start

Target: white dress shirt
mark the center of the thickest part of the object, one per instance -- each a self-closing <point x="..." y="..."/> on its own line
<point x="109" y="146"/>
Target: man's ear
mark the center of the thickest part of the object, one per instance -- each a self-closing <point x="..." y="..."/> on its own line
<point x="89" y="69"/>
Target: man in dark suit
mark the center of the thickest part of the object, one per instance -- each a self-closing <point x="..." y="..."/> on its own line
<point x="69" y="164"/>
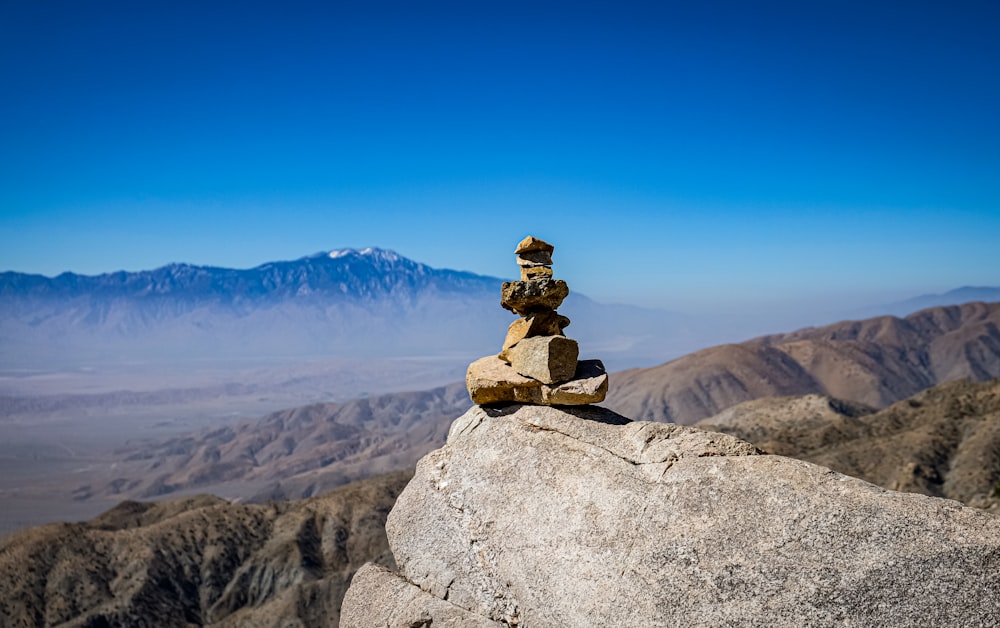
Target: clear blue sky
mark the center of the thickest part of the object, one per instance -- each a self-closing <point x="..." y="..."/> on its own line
<point x="678" y="154"/>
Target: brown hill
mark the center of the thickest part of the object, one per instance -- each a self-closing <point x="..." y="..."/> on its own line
<point x="873" y="362"/>
<point x="199" y="561"/>
<point x="289" y="454"/>
<point x="943" y="442"/>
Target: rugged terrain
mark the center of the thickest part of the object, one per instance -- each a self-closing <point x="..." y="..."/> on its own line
<point x="198" y="561"/>
<point x="873" y="362"/>
<point x="944" y="441"/>
<point x="289" y="454"/>
<point x="346" y="303"/>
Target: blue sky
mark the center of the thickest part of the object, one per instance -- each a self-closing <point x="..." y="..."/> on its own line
<point x="678" y="154"/>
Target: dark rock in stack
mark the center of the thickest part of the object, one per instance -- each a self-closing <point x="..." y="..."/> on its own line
<point x="538" y="363"/>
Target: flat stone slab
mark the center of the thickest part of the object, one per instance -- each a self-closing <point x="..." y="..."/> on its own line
<point x="525" y="297"/>
<point x="490" y="380"/>
<point x="549" y="359"/>
<point x="545" y="323"/>
<point x="378" y="597"/>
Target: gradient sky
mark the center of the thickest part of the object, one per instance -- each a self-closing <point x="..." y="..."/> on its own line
<point x="678" y="154"/>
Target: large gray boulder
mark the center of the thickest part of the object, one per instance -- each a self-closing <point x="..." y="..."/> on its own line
<point x="542" y="516"/>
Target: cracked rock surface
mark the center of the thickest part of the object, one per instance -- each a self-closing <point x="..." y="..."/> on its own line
<point x="576" y="516"/>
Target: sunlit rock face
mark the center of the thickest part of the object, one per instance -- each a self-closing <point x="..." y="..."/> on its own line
<point x="544" y="516"/>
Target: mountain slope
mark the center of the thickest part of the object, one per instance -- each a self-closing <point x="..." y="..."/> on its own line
<point x="198" y="561"/>
<point x="943" y="442"/>
<point x="874" y="362"/>
<point x="965" y="294"/>
<point x="346" y="303"/>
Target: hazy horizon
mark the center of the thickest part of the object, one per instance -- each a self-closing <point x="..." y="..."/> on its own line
<point x="690" y="157"/>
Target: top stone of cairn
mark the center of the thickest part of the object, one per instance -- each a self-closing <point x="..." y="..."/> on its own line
<point x="531" y="243"/>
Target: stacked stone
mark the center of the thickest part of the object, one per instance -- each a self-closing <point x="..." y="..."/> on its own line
<point x="538" y="364"/>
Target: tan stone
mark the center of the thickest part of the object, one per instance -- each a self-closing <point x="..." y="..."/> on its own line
<point x="535" y="258"/>
<point x="547" y="323"/>
<point x="531" y="243"/>
<point x="589" y="385"/>
<point x="525" y="297"/>
<point x="535" y="272"/>
<point x="491" y="381"/>
<point x="549" y="359"/>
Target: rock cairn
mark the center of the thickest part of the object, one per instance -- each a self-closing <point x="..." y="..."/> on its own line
<point x="538" y="364"/>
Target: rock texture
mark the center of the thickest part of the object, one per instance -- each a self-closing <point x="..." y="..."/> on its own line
<point x="492" y="381"/>
<point x="198" y="561"/>
<point x="537" y="516"/>
<point x="943" y="442"/>
<point x="537" y="363"/>
<point x="875" y="362"/>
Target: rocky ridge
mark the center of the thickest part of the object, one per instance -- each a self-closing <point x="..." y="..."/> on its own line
<point x="543" y="516"/>
<point x="874" y="362"/>
<point x="944" y="441"/>
<point x="198" y="561"/>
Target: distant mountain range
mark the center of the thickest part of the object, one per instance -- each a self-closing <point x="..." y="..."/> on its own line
<point x="369" y="302"/>
<point x="300" y="452"/>
<point x="876" y="362"/>
<point x="966" y="294"/>
<point x="199" y="561"/>
<point x="944" y="441"/>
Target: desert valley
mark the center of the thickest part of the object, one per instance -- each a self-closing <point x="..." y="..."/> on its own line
<point x="276" y="475"/>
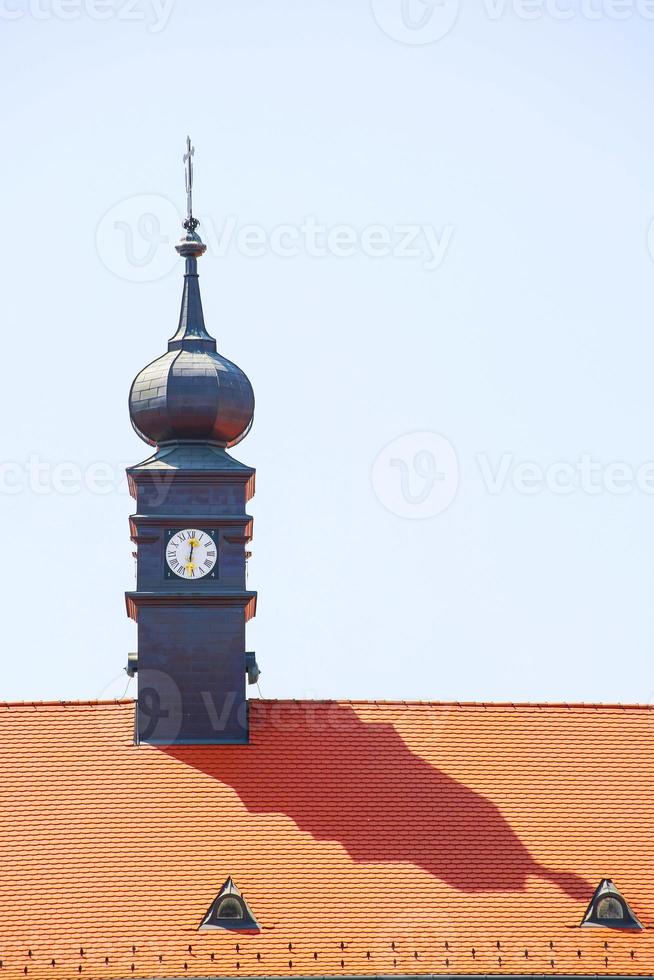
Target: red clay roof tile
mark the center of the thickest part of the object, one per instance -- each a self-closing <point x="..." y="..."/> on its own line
<point x="367" y="837"/>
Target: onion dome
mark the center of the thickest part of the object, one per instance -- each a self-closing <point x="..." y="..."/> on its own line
<point x="191" y="393"/>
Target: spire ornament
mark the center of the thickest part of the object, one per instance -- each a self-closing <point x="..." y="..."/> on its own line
<point x="192" y="392"/>
<point x="191" y="245"/>
<point x="191" y="223"/>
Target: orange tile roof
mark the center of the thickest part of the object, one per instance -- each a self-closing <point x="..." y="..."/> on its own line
<point x="368" y="839"/>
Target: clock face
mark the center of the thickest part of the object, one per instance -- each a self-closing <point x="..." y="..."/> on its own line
<point x="191" y="553"/>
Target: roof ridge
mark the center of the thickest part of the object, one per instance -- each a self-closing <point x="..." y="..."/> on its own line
<point x="372" y="702"/>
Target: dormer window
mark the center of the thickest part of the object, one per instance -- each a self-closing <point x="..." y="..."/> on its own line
<point x="608" y="908"/>
<point x="229" y="910"/>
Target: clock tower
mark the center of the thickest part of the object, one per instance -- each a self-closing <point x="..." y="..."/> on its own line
<point x="191" y="530"/>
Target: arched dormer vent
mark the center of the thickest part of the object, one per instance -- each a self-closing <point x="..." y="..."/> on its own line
<point x="229" y="910"/>
<point x="608" y="908"/>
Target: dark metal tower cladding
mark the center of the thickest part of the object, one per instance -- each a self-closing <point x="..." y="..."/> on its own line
<point x="191" y="530"/>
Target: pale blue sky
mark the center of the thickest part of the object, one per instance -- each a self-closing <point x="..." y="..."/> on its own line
<point x="525" y="148"/>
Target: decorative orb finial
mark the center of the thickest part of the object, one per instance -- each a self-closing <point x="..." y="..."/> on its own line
<point x="191" y="393"/>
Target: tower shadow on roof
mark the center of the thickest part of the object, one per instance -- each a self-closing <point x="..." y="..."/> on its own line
<point x="342" y="779"/>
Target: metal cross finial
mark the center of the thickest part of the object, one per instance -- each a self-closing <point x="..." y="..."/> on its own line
<point x="188" y="178"/>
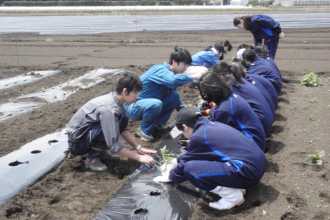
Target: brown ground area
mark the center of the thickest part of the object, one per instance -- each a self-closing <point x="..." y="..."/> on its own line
<point x="290" y="189"/>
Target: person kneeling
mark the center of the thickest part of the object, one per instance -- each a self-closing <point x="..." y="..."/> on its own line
<point x="218" y="159"/>
<point x="98" y="128"/>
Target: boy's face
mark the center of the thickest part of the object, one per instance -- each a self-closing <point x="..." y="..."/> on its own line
<point x="179" y="67"/>
<point x="187" y="131"/>
<point x="241" y="24"/>
<point x="130" y="97"/>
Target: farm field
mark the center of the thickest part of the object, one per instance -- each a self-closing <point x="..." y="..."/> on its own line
<point x="290" y="189"/>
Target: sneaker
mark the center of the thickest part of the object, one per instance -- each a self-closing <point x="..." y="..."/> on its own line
<point x="144" y="136"/>
<point x="95" y="164"/>
<point x="230" y="197"/>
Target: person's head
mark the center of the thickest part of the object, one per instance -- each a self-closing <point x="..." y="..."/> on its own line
<point x="243" y="22"/>
<point x="186" y="119"/>
<point x="230" y="73"/>
<point x="245" y="46"/>
<point x="214" y="88"/>
<point x="261" y="51"/>
<point x="180" y="59"/>
<point x="128" y="87"/>
<point x="240" y="50"/>
<point x="249" y="56"/>
<point x="221" y="48"/>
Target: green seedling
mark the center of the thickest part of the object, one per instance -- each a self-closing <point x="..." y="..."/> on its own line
<point x="166" y="155"/>
<point x="316" y="158"/>
<point x="311" y="80"/>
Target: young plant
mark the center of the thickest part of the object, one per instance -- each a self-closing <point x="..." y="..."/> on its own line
<point x="311" y="80"/>
<point x="166" y="155"/>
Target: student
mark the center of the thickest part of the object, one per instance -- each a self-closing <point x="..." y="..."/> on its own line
<point x="233" y="74"/>
<point x="99" y="127"/>
<point x="264" y="29"/>
<point x="265" y="88"/>
<point x="211" y="55"/>
<point x="264" y="85"/>
<point x="231" y="109"/>
<point x="218" y="159"/>
<point x="159" y="97"/>
<point x="263" y="53"/>
<point x="258" y="66"/>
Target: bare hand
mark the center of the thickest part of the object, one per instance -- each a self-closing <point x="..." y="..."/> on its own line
<point x="147" y="159"/>
<point x="144" y="150"/>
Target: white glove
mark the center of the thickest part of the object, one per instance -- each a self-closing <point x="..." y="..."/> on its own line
<point x="162" y="179"/>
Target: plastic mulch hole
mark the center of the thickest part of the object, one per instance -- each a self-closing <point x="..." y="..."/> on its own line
<point x="35" y="151"/>
<point x="141" y="211"/>
<point x="16" y="163"/>
<point x="52" y="141"/>
<point x="154" y="193"/>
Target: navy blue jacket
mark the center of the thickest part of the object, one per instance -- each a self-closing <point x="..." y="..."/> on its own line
<point x="263" y="68"/>
<point x="237" y="113"/>
<point x="266" y="89"/>
<point x="264" y="27"/>
<point x="214" y="141"/>
<point x="257" y="102"/>
<point x="159" y="82"/>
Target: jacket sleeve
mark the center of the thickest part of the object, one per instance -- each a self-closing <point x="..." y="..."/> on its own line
<point x="222" y="116"/>
<point x="257" y="38"/>
<point x="177" y="174"/>
<point x="269" y="26"/>
<point x="109" y="128"/>
<point x="211" y="60"/>
<point x="169" y="79"/>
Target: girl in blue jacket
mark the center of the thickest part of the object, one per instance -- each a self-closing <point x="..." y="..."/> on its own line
<point x="264" y="29"/>
<point x="233" y="75"/>
<point x="159" y="97"/>
<point x="231" y="109"/>
<point x="218" y="159"/>
<point x="211" y="55"/>
<point x="258" y="66"/>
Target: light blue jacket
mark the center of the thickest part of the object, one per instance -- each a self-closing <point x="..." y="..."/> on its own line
<point x="205" y="58"/>
<point x="159" y="82"/>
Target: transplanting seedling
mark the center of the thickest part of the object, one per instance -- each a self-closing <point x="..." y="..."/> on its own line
<point x="166" y="155"/>
<point x="311" y="80"/>
<point x="141" y="211"/>
<point x="315" y="158"/>
<point x="154" y="193"/>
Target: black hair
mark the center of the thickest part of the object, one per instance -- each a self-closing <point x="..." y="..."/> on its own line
<point x="187" y="116"/>
<point x="245" y="46"/>
<point x="249" y="55"/>
<point x="130" y="82"/>
<point x="222" y="47"/>
<point x="180" y="55"/>
<point x="261" y="51"/>
<point x="214" y="88"/>
<point x="247" y="23"/>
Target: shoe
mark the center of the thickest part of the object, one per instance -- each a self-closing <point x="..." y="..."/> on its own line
<point x="230" y="197"/>
<point x="95" y="164"/>
<point x="144" y="136"/>
<point x="217" y="189"/>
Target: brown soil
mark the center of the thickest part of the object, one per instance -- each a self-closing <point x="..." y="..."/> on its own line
<point x="290" y="189"/>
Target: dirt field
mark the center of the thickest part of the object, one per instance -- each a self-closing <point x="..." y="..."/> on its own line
<point x="289" y="190"/>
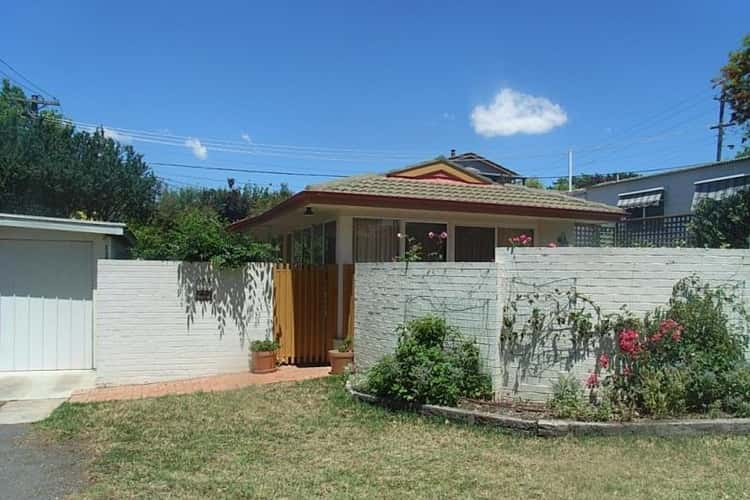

end

[Given instruction]
Return every line of the data above that contains the word "person".

[Answer to the task]
Target: person kneeling
Target: person's head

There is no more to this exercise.